-- Task material start --

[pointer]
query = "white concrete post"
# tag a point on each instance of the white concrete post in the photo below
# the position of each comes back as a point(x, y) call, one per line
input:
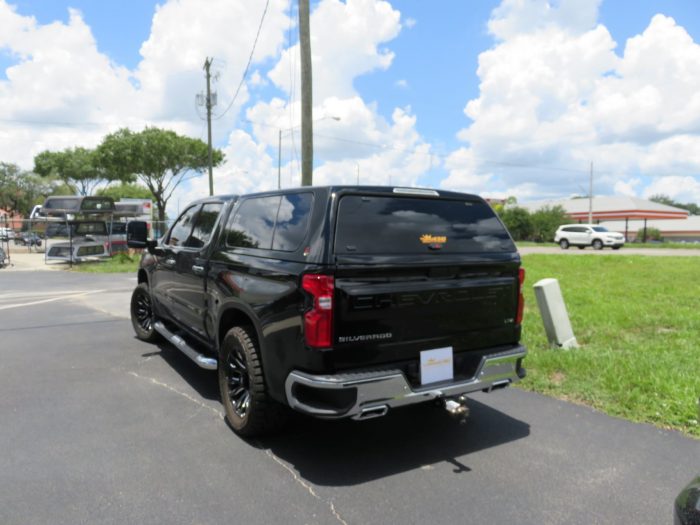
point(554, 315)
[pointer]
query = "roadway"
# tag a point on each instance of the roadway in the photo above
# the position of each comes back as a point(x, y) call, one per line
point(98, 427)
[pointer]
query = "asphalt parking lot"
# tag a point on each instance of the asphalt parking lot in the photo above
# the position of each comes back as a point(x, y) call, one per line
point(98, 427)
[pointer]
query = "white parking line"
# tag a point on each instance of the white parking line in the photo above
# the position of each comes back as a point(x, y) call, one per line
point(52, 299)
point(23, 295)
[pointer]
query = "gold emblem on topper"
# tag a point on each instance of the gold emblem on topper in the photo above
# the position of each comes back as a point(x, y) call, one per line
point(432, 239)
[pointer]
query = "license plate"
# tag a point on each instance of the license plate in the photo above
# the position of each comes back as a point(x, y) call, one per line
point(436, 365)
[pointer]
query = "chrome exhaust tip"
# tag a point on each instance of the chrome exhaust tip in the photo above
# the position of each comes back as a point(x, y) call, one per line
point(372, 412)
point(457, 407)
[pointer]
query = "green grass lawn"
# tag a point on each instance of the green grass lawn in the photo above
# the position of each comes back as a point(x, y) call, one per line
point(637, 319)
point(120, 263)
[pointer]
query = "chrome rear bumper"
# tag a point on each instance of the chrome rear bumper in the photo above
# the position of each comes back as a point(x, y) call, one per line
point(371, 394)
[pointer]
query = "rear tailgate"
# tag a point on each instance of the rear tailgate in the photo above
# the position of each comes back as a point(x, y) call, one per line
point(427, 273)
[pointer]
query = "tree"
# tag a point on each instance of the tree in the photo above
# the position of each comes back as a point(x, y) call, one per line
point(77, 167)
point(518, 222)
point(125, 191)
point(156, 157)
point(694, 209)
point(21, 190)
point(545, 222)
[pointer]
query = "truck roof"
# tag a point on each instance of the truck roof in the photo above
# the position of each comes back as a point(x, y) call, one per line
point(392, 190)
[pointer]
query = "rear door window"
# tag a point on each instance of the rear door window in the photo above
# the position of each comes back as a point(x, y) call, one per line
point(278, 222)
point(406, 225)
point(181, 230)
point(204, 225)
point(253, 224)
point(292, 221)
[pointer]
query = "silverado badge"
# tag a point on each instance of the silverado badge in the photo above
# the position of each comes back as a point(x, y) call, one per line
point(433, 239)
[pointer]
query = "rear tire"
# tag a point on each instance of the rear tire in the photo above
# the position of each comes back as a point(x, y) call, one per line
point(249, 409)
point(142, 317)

-- Task material end --
-- Task material start --

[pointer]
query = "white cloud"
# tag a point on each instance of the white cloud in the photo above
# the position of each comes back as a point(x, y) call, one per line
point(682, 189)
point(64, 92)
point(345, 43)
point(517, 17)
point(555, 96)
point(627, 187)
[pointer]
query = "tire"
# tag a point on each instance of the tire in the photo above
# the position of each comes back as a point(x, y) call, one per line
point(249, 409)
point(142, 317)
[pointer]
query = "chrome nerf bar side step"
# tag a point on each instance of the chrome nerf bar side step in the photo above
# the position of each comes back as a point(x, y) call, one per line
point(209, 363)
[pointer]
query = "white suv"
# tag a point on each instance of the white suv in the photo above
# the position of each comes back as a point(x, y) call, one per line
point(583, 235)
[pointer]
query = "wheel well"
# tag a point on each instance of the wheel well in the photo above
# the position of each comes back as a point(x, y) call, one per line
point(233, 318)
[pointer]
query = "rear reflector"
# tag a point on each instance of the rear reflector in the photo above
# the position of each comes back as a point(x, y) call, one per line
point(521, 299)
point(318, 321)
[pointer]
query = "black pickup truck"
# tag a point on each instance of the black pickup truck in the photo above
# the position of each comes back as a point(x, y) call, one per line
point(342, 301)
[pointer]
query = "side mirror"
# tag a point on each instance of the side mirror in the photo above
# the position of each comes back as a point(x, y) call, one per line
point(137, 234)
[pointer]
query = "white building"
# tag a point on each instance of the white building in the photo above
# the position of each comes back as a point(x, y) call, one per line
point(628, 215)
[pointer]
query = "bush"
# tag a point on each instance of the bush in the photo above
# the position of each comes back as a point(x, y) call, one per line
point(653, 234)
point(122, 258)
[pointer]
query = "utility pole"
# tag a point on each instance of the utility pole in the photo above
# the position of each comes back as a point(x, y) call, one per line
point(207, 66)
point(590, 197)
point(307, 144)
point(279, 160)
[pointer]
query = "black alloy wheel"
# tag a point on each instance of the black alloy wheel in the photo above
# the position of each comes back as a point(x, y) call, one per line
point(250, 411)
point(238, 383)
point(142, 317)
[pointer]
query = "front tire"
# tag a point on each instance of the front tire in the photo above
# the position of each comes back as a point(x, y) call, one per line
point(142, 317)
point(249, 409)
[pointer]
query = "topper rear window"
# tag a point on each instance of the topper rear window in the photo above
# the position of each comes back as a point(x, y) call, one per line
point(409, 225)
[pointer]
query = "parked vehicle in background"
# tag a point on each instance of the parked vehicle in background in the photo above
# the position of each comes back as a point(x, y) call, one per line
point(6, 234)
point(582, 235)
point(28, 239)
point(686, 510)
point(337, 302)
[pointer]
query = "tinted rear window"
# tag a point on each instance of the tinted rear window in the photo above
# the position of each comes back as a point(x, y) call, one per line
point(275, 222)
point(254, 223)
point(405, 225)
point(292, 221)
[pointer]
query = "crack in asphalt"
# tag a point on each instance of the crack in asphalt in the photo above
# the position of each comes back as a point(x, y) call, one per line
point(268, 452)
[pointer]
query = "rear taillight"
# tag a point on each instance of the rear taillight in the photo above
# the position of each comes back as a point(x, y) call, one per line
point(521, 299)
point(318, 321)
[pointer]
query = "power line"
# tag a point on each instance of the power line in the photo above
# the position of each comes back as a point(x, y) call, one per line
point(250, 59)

-- Task material end --

## Problem description
Count the lines in the material above that contain the string "badge", treating uppercase and lowercase as different. Give only the number.

## Result of this exercise
2